* _WHAT YOU HAVE TO DO_
Update the records below so that each "trekking pole" becomes "walking stick", changing nothing else.

(Recorded data)
══════

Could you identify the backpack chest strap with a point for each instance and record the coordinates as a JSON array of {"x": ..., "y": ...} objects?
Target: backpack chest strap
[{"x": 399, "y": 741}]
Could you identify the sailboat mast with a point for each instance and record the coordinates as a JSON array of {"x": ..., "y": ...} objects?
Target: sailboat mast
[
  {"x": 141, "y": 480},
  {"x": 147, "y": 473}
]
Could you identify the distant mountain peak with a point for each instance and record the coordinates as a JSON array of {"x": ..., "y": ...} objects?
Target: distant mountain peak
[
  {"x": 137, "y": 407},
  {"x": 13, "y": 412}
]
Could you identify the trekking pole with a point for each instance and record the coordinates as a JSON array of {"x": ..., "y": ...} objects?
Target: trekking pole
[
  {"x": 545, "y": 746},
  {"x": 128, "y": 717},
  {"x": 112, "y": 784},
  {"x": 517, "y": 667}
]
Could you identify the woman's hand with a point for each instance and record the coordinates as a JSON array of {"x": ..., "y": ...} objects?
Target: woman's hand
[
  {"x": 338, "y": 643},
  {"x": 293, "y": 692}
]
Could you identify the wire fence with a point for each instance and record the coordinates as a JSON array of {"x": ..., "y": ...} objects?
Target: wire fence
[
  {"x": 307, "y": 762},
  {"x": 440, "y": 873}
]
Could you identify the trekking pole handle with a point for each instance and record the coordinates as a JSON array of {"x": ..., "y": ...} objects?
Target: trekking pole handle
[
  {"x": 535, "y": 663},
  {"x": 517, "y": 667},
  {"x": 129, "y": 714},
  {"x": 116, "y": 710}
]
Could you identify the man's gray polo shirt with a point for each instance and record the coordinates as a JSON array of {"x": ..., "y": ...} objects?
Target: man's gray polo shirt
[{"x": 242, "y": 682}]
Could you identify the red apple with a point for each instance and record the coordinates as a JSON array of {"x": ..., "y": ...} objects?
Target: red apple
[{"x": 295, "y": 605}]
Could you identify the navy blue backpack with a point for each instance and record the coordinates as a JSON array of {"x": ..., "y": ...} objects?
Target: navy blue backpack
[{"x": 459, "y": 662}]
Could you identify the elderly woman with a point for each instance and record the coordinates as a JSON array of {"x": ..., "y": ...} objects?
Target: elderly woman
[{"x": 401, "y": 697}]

══════

* _TASK SOLUTION_
Could you identify the backpack chest strap with a point for each instance and record the coordinates as a JSON array of {"x": ..., "y": ...} objects?
Target: backpack chest strap
[{"x": 399, "y": 741}]
Could you identify the sailboat mast with a point for each instance and record the coordinates as a JSON array of {"x": ..., "y": ...} objects?
Target: sailboat mast
[
  {"x": 141, "y": 480},
  {"x": 147, "y": 473}
]
Could you identify the distant mountain peak with a point for each instance and record the coordinates as a JSON array of {"x": ..., "y": ...} objects?
Target: distant mountain peak
[
  {"x": 137, "y": 407},
  {"x": 13, "y": 412}
]
Could you identify the walking stick with a point for each instance and record the coordinates as a JSON array of {"x": ..., "y": ...} objects?
Target: walking stick
[
  {"x": 545, "y": 746},
  {"x": 128, "y": 717},
  {"x": 112, "y": 784},
  {"x": 517, "y": 667}
]
Could you identify the woman's hand with a point for each instance and record the coordinates as a JSON array of {"x": ..., "y": ...} objects?
Target: woman's hand
[
  {"x": 338, "y": 643},
  {"x": 293, "y": 692}
]
Could you identify the wire fence with a point for each instance and record the coordinates as a JSON array of {"x": ..., "y": ...} objects?
Target: wire fence
[
  {"x": 307, "y": 762},
  {"x": 440, "y": 873}
]
Could you identify the walking stick handle with a point for each instance and record the coordinates as a JSON array of {"x": ..., "y": ...} objects?
Target: walking stick handle
[
  {"x": 535, "y": 663},
  {"x": 517, "y": 667},
  {"x": 129, "y": 714},
  {"x": 116, "y": 710}
]
Could you identify the man's gray polo shirt with a point for each instance and record the coordinates as a JSON array of {"x": ..., "y": ...} objects?
Target: man's gray polo shirt
[{"x": 242, "y": 682}]
Could you identify the red apple with a point for each instance and record the coordinates as a JSON array of {"x": ..., "y": ...} objects?
Target: red apple
[{"x": 295, "y": 605}]
Could you identify the navy blue backpack with a point for each instance and record the coordinates as a JSON array of {"x": ..., "y": ...} objects?
Target: navy blue backpack
[{"x": 459, "y": 662}]
Could you identify the elderly woman with a point for each instance and record the coordinates as a JSON array of {"x": ..., "y": ...} objects?
Target: elderly woman
[{"x": 401, "y": 697}]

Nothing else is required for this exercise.